* **Testo di partenza**:
•••
Dopo la sua morte nel 2019, Eric Pfrunder, ex direttore artistico di Chanel, ha ereditato la sua raccolta di oltre 120mila fotografie e piuttosto che venderle all’asta o allestire una mostra in un museo, ha deciso di registrarle sulla blockchain Lukso. Scelta opinabile ma sicuramente remunerativa.
Così facendo le foto di Karl saranno pubblicate a intervalli prestabiliti assumendo la forma di copie digitali, edizioni limitate, copie fisiche, mostre o libri. Se vi state chiedendo cosa sia Lukso, vi dico che è una start up tedesca che opera in blockchain.
MA COSA PUO’ FARE LA BLOCKCHAIN PER LA MODA?
Oggi la moda è alle prese con due grandi problemi: combattere per migliorare l’ecosistema e difendersi dai fake, ed è qui che entra in gioco il dark side delle piattaforme di resale, che secondo alcune stime costerebbe all’industria della moda più di 450 miliardi di dollari all’anno. Mica spicci.
Gli esperti dicono che l’utilizzo della blockchain potrebbe offrire possibili soluzioni sia all’uno sia all’altro problema. Cool!
Il sistema di identificazione già in uso per gli NFT può certificare la durata di un prodotto, includere la conoscenza dei suoi produttori, la provenienza, i precedenti proprietari, persino il lotto di produzione, rendendone l’autenticità completamente verificabile.
Gli indumenti fisici, prima di capire se saranno venduti, potrebbero avere una prima vita virtuale, protetti dal blockchain. I brand ne testerebbero il gradimento prima di produrli e impostare i quantitativi, quindi evitando sprechi e inquinamento inutili. Mi pare quasi utopico, ma invece sembra che le cose potrebbero andare così.
Perché se nel mondo dell’arte è stato venduto un NFT A 63 mln di dollari e anche il primo tweet di Jack Dorsey a 2,9, per quale ragione non dovrebbero esistere collezioni di ready to wear esclusivamente digitali?
Auroboros, abiti via email
Auroboros, il cui nome fa riferimento all’antica icona del serpente che si mangia la coda, è la prima fashion house a fondere scienza e tecnologia con l’alta moda fisica, oltre al prêt-à-porter solo digitale ed è il primo marchio digitale in vendita sull’app di styling games Drest, fondata da Lucy Yeomans, ex direttore di Net-a-Porter e prima di Harper’s Bazaar UK, a fianco di brand del lusso come Prada, Burberry o Valentino.
Drest è un app di styling games, dove i giocatori hanno un’età compresa tra i 21 e i 39 anni e l’app consente di improvvisarsi stylist e fare acquisti. Auroboros ha piazzato su Drest una capsule di 14 pezzi in vendita a un prezzo compreso tra le 100 e le 450 sterline.
•••
* **Materiale estratto**:
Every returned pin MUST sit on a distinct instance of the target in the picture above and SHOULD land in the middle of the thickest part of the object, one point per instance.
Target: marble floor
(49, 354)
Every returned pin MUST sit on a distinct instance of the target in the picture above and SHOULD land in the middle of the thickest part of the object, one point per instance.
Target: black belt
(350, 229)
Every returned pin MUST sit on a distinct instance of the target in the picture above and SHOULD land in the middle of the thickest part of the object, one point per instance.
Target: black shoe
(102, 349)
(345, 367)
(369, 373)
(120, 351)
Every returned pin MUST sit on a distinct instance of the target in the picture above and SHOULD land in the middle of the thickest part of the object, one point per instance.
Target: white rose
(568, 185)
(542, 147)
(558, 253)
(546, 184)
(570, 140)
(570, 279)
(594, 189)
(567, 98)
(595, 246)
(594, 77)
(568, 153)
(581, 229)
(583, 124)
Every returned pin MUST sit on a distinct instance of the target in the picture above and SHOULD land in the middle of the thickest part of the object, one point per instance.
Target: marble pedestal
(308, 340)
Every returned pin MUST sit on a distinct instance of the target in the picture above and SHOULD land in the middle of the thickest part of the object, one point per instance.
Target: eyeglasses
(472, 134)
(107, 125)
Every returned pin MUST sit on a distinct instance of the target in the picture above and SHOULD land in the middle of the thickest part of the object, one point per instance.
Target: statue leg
•••
* **Attività**:
a: Rispondi a queste domande basandoti sul testo su moda e blockchain:
(i) Su quale blockchain Eric Pfrunder ha deciso di registrare la raccolta di fotografie?
(ii) Secondo alcune stime, quanto costerebbe ogni anno all'industria della moda il dark side delle piattaforme di resale?
(iii) Di quanti pezzi è composta la capsule che Auroboros ha messo in vendita su Drest?
b: Secondo il testo su moda e blockchain, quali forme assumeranno le foto di Karl quando saranno pubblicate? Elencale tutte.

* **Risposte per attività**:
a:
(i) Lukso.
(ii) Più di 450 miliardi di dollari.
(iii) 14 pezzi.

b:
- Copie digitali
- Edizioni limitate
- Copie fisiche
- Mostre
- Libri